=== Task instructions ===
Gather each line in the rows below that contains the string "turbine", and treat uppercase and lowercase as different.

════

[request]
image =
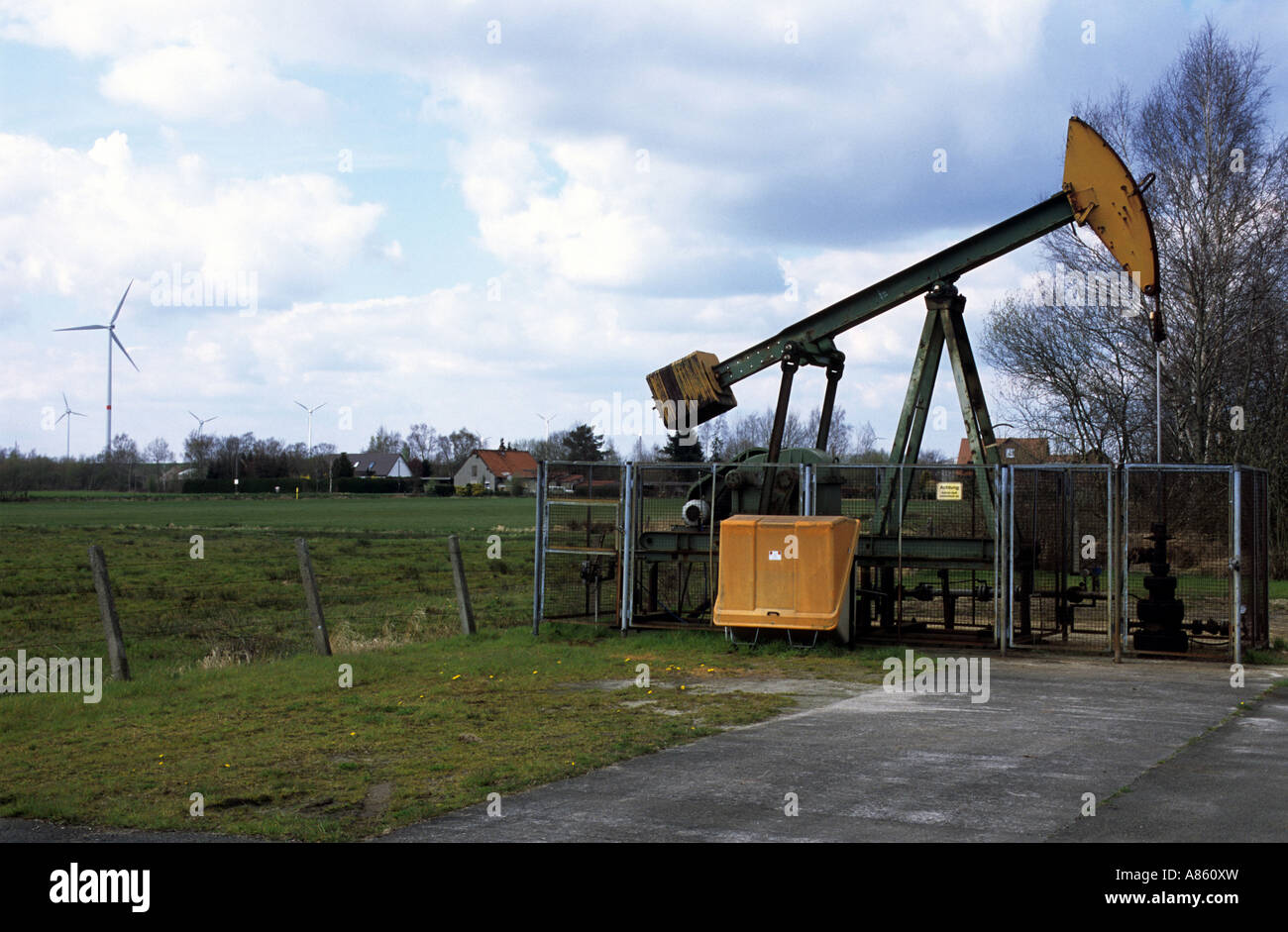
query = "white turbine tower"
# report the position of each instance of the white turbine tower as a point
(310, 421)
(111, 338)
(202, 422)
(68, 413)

════

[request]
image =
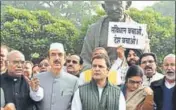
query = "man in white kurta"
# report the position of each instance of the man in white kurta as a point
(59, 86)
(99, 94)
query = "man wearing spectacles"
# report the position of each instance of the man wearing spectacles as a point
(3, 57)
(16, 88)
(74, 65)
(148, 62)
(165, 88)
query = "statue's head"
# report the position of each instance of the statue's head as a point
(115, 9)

════

=== Solution to this exercise ===
query = "white turbine tower"
# report the position of each instance of the white turbine tower as a point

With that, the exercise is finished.